((
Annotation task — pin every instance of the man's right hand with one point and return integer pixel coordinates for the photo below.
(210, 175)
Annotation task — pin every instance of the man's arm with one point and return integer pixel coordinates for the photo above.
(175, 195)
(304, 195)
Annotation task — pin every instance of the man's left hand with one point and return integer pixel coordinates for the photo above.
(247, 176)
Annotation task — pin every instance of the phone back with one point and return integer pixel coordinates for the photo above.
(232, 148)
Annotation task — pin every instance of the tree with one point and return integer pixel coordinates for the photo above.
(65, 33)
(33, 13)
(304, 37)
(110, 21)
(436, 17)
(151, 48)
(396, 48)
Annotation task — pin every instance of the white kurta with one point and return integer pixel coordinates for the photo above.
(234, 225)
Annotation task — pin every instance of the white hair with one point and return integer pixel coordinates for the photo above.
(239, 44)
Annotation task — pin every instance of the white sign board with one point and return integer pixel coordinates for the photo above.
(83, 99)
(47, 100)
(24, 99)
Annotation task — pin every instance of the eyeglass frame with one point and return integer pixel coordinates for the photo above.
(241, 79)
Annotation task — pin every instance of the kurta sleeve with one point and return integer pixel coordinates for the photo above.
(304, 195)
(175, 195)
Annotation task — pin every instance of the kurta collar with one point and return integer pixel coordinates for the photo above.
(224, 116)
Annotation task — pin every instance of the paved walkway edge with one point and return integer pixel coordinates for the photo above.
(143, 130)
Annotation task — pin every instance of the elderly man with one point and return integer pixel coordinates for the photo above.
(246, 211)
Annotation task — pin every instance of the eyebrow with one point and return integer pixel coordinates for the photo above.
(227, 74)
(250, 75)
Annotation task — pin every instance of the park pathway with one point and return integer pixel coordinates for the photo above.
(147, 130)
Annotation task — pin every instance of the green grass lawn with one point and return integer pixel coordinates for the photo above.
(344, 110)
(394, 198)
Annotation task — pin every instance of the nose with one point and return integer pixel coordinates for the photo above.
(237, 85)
))
**Stated goal**. Copy every entry above word for word, line by line.

**Final result**.
Annotation task — pin every instance of the man's right hand with one point and return integer pixel coordinates for the photo below.
(210, 175)
Annotation task — pin every instance of the man's arm with one point and return integer pixel coordinates for the photo above.
(175, 195)
(304, 195)
Annotation task — pin every instance of the man's left hand with one point and return integer pixel coordinates for the photo above.
(247, 176)
Annotation task — pin every instance of the phone back with one point and return integer pixel coordinates for the photo above.
(232, 148)
Annotation task — pin every instance of the tree with one point and return integer pixel coordinates for the photo above.
(65, 33)
(33, 13)
(304, 37)
(110, 21)
(436, 17)
(151, 48)
(396, 48)
Annotation task — pin every instance of the white kurta with one point and return integer pixel coordinates for the photo above.
(234, 225)
Annotation task — pin every instance of the white hair with one point and return integer pixel coordinates for the photo above.
(239, 44)
Annotation task — pin every instance of the white sign board with one point and return integer pixel coordinates for the photo above.
(83, 99)
(47, 100)
(24, 99)
Annotation task — pin every instance of the eyeglass frame with one point and return integer pixel coordinates for the photo above.
(241, 79)
Annotation task — pin every instance of the kurta sleeve with one point and return integer pixel coordinates for the photo above.
(304, 195)
(175, 195)
Annotation task — pin every instance of the kurta collar with one point and return integer pixel coordinates for the photo above.
(224, 116)
Annotation task — pin every instance of the paved walkway edge with one point and return integer pixel coordinates for the photo above.
(143, 130)
Annotation task — pin every instance of the elderly man with one point and return integer pixel coordinates for the photo above.
(246, 211)
Annotation task — pin every instance of the eyebrow with one point and return integer pixel coordinates for the photo above.
(227, 74)
(250, 75)
Annotation task — pin every instance of the park pathway with one point and return integer pixel coordinates for the photo above.
(147, 130)
Annotation task — pin every instance of the green grass lawn with one point and return integer pixel coordinates for the photo above.
(344, 110)
(394, 198)
Annotation task — pin every instance of the nose with one point and return integer pixel coordinates for the photo above.
(237, 85)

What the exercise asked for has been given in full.